-- START OF Records to process --
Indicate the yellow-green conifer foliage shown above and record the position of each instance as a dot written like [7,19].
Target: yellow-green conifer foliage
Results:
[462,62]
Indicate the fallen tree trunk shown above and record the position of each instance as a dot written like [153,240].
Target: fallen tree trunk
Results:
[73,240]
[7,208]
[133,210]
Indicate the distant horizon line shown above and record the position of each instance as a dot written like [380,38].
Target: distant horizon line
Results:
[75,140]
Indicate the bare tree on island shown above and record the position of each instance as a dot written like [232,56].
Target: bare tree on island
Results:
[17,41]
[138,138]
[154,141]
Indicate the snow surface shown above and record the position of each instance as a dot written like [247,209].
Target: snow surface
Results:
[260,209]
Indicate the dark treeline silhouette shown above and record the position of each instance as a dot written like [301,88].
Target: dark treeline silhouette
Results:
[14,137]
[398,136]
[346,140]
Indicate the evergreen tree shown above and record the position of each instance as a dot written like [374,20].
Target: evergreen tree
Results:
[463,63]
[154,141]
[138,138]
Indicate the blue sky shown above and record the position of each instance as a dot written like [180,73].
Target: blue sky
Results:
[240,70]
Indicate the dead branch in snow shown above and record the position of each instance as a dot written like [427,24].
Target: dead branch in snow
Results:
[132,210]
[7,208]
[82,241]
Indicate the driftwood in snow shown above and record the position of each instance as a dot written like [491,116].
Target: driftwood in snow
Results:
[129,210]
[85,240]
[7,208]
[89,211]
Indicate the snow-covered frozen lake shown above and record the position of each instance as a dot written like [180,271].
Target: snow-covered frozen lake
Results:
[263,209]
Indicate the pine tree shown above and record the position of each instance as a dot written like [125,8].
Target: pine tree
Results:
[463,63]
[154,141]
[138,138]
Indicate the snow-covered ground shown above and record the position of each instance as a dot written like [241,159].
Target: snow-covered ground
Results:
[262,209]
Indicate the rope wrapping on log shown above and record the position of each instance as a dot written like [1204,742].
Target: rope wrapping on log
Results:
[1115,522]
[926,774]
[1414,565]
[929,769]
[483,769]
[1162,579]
-- END OF Records to process --
» Exercise:
Reproduce verbatim the portion of the entries that begins with the line containing "Indicate the rope" and continues through the end of the entries.

» Answer to this exercise:
Indicate the rope wrapping on log shown above and record the position of each instance as a dot written like [1204,742].
Target: rope wrapping on log
Results:
[1115,522]
[926,774]
[1414,565]
[929,769]
[483,769]
[1162,579]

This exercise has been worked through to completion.